> _ACTIONS TO TAKE_:
a – Rewrite the stretch of the filmmaking interview from "In that case, how" through "TVs and VCRs?", changing "Manmohan Desai" to "Yash Chopra".
b – What kind of film does the filmmaking interview say Phoonk is?

> _DOCUMENT_:
[start]

I can’t speak for Vinod Chopra, but I make films because of a desire to make films. Ultimately, the filmmaker is a storyteller. I can have a conversation with you or I can write an article or I can make a film. The difference is, with cinema, you can use the various aspects of the medium and enhance the effect. More than telling you about a scene from Phoonk, for example, which is a horror film, I can use the various tools at my disposal and enhance the effect of what I want to impress you with. My passion is to make you feel that – rather than what you think of it, or how much money you will give it for gratifying you. I don’t think of those two aspects.
But you are working in a very expensive medium.
I’m not denying that. I’m talking about my motivation. I’m not saying that it’s right. But having said that, how can I guarantee that you would like it? Suppose I want to scare you, what could happen? (a) It scares you. (b) It doesn’t. So why would I deliberately do something thinking that you will like it? What I tried to do, you may not like – but that is an aftereffect. It’s not the primary reason. It’s not that I don’t care whether you like it or not. I’m not saying that. There’s no way of knowing whether you’ll like it or not. That’s what I’m saying.
Even then, when a filmmaker has been on the scene for as long as you have, aren’t there certain patterns that he learns to discern – whether this will work, or this won’t, and so on? Doesn’t he begin to “know” the audience after a while?
In fact, I think the reverse is true. The more you are around, the more disconnected you become – because you get corrupted with the industry’s thinking. They tend to think of the audience in terms of groups – “youth” films, “family” films… Also, when you are looking at cinema, in a theatre, with people around you, it’s a very different way of looking at it. At that time, your exposure level, your knowledge is very different. But when you become a director, you tend to lose that way of looking at films. Today, I can’t watch a film anymore, because I don’t watch a film to be entertained. I see a film to judge it. I am constantly looking at camera angles, sound, this, that – which is not the way audiences look at the film. So the film that everybody loves, say something like Taare Zameen Par – this is just an example – the point is, if in the first five minutes I disagree with the way the scenes are being captured, I will miss out on the content of the film, which might be the main reason the film clicks. So I think that the more you understand cinema, the more you become disassociated from the audience.
In that case, how do you explain the careers of people like Prakash Mehra or Manmohan Desai – apart from the fact that they worked in an era where more people went to the theatres because there were no TVs and VCRs?

[end]

Dataset rows
[start]

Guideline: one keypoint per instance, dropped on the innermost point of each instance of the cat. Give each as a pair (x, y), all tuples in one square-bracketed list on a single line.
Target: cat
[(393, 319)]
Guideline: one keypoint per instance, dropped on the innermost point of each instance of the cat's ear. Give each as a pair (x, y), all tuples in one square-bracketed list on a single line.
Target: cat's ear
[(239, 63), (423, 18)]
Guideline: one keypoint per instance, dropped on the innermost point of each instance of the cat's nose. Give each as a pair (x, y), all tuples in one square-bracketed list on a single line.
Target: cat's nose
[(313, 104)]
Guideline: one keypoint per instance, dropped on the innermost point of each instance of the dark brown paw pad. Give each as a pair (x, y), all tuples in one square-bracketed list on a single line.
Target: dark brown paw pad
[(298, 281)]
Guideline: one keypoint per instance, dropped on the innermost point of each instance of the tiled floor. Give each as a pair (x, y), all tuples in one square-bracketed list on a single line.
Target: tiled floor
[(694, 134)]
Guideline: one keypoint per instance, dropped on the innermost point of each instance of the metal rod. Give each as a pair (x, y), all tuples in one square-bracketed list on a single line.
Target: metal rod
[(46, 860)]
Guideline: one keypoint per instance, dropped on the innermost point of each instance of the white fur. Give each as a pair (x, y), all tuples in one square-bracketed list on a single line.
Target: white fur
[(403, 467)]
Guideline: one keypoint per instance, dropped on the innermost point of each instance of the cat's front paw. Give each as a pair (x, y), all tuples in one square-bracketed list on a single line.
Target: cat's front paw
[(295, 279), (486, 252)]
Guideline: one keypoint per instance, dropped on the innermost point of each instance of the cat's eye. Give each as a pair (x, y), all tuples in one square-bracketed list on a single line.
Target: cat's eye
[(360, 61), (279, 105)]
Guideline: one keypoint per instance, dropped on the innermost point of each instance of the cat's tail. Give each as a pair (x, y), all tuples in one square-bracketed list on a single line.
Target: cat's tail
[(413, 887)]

[end]

> _TASK-BY-TASK RESULTS_:
a –
In that case, how do you explain the careers of people like Prakash Mehra or Yash Chopra – apart from the fact that they worked in an era where more people went to the theatres because there were no TVs and VCRs?

b – A horror film.